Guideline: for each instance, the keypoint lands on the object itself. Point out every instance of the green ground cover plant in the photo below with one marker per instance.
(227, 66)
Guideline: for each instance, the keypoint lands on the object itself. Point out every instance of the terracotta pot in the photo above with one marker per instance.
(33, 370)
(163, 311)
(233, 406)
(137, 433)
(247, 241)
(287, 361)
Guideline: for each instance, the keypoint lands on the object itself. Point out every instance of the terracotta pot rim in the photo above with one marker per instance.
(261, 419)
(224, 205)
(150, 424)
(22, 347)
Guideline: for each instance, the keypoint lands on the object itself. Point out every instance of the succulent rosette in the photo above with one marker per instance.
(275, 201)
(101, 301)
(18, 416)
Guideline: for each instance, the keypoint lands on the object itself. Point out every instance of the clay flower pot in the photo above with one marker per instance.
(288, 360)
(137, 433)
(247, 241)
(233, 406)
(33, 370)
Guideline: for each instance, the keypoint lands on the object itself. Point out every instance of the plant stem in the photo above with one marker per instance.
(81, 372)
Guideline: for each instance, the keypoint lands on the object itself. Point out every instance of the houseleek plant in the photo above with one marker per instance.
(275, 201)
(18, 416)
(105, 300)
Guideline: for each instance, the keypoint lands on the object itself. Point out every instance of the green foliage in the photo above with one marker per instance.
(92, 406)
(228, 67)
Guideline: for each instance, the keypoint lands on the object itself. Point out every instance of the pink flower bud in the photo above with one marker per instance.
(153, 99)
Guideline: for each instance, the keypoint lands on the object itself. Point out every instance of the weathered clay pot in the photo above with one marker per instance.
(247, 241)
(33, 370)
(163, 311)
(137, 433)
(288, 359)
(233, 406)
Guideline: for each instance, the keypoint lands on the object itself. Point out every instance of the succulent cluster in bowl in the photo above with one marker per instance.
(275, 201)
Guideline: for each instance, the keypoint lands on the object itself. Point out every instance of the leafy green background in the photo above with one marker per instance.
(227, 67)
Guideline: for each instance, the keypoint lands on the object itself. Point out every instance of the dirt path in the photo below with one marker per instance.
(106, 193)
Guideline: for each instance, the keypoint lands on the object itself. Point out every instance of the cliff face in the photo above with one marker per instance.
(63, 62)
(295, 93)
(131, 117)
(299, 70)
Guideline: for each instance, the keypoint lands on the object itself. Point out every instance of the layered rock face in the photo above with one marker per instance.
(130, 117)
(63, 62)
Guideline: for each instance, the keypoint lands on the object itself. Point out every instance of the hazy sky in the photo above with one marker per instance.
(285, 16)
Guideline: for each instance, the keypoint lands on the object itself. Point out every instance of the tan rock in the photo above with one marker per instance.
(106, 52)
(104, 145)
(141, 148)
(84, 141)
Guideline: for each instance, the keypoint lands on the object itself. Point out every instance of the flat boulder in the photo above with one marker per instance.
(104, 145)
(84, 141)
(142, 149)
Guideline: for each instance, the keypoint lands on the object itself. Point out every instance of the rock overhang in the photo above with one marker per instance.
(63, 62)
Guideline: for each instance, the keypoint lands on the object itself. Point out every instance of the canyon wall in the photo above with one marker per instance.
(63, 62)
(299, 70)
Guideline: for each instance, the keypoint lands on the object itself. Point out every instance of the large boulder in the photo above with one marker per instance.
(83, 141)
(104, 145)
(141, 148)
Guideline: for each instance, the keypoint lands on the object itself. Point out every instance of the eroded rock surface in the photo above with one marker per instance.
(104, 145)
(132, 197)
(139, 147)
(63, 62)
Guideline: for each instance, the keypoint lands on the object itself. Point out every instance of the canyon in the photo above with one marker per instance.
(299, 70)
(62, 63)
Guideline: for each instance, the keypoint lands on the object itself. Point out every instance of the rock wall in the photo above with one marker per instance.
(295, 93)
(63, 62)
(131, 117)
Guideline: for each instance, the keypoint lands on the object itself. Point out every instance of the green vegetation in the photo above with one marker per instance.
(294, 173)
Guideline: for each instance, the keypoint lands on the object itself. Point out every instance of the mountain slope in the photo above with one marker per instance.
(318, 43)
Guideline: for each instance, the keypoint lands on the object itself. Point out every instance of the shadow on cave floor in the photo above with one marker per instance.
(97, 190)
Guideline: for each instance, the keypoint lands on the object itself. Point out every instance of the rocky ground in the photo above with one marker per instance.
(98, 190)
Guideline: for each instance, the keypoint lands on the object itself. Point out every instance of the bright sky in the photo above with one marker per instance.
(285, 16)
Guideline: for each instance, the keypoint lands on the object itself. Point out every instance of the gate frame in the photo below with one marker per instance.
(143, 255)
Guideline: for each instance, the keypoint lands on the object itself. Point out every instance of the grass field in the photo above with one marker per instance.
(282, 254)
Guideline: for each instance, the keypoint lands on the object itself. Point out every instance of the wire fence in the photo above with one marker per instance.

□ □ □ □ □

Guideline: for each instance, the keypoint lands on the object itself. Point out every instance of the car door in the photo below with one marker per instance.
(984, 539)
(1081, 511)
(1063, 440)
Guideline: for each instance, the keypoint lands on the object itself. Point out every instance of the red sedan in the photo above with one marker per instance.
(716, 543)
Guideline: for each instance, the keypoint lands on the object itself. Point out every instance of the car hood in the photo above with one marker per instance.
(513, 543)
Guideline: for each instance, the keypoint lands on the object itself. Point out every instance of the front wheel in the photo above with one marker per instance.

□ □ □ □ □

REQUIRED WORK: Starting at the line that contains "the rock wall" and ending at the line that contains "of the wire", write those lines out again, changing "marker" to "dot" everywhere and leaving everything else as it is.

EXERCISE RESPONSE:
Guideline: for each instance, the keypoint lands on the object itself. Point out every instance of the rock wall in the photo above with one dot per instance.
(295, 93)
(63, 62)
(131, 117)
Guideline: for each instance, the keypoint lands on the object itself. Point out every instance of the green vegetation in the photo above with one dot per instance.
(294, 173)
Guideline: for each instance, the keypoint lands on the object itself. Point out every instance of the mountain slope in the photo above with one dot per instance.
(318, 43)
Guideline: for each instance, the keypoint lands on the object itself. Point out every instance of the shadow on cave floor in the photo above with one dot per instance.
(97, 190)
Guideline: for each instance, the keypoint lands on the object itself. Point out every instance of the rocky ground in the photo above with one dot per instance.
(98, 190)
Guideline: for each instance, the keypoint lands on the object itself. Point out every instance of the bright sky in the photo above with one dot per instance.
(285, 16)
Guideline: for each instance, the keypoint lands on the object itself. Point out every instance of the gate frame in the photo below with one dot per instance.
(143, 255)
Guideline: for each instance, the keypoint lands on the object itself. Point out every instance of the grass field in the photo above with one dot per instance.
(282, 254)
Guideline: for each instance, the keypoint lands on the object itself. Point out every instance of the wire fence in the photo above with one dot per instance.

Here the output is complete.